Your objective: Can you reproduce the listing below word for word, starting at its first line and ending at the line that contains "[(580, 275)]", with both of those lines included?

Given data:
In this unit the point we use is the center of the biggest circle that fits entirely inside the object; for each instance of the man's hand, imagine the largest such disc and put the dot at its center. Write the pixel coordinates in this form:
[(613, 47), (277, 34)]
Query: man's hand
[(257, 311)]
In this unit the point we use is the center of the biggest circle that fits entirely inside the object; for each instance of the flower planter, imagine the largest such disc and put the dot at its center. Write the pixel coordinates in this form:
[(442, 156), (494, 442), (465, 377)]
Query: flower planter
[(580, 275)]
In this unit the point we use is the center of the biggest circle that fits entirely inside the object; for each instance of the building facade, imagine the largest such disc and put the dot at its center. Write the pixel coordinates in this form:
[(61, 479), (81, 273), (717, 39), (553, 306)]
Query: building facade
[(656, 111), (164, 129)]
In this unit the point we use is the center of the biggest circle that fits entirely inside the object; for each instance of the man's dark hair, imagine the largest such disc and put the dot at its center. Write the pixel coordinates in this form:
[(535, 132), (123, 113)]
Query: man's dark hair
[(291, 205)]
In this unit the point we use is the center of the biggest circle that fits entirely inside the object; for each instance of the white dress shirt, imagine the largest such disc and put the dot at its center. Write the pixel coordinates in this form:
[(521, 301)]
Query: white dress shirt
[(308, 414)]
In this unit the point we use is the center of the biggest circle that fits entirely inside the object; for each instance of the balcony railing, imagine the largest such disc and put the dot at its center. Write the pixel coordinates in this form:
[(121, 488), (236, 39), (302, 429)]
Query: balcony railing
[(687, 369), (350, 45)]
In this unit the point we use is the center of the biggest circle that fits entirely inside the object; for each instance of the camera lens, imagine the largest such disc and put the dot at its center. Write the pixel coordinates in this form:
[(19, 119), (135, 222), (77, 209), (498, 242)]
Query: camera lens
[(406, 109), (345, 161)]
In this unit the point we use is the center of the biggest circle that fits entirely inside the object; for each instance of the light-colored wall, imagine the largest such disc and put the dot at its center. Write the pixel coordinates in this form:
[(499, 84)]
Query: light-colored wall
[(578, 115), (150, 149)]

Result:
In this unit the point we use is the center of the biggest circle that fits entirely inside the object; for each instance of the man's hand, imagine the largest such disc and put the dot at its center. Write the pixel coordinates in this form:
[(613, 47), (277, 34)]
Query: man's hand
[(257, 311)]
In this unit the point we use is the center of the biggest circle that fits entirely inside the object; for each instance of the flower planter, imagine the largest such disc and put the dot at its center. Write the pixel coordinates in this form:
[(442, 156), (494, 442), (465, 377)]
Query: flower planter
[(580, 275)]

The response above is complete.